'''
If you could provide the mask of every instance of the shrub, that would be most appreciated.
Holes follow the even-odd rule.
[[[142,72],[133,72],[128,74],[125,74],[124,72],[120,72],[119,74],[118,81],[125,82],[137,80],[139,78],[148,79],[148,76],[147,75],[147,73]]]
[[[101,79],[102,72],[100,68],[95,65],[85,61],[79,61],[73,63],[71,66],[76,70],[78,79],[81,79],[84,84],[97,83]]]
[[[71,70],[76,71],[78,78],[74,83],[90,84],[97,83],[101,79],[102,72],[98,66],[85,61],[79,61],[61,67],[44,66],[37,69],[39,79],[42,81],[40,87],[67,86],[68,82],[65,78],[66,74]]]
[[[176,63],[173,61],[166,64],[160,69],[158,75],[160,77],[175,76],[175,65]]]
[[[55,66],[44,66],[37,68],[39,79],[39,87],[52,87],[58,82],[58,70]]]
'''
■ ZIELSETZUNG ■
Tausche in den Datensätzen „shrub“ gegen „bush“ aus und gib sie ansonsten unverändert wieder.

■ LÖSUNG DER ÜBUNG ■
If you could provide the mask of every instance of the bush, that would be most appreciated.
Holes follow the even-odd rule.
[[[142,72],[133,72],[128,74],[125,74],[124,72],[120,72],[119,74],[118,81],[125,82],[137,80],[139,78],[148,79],[148,76],[147,75],[147,73]]]
[[[101,79],[102,72],[100,68],[95,65],[85,61],[79,61],[73,63],[71,66],[76,70],[78,79],[81,79],[84,84],[97,83]]]
[[[71,70],[76,71],[78,78],[74,83],[90,84],[97,83],[101,79],[102,72],[98,66],[85,61],[79,61],[61,67],[44,66],[37,69],[39,79],[42,81],[40,87],[67,86],[68,82],[65,78],[66,74]]]
[[[176,63],[173,61],[166,64],[160,69],[158,75],[160,77],[175,76],[175,65]]]
[[[55,66],[44,66],[37,68],[39,79],[39,87],[52,87],[58,82],[58,70]]]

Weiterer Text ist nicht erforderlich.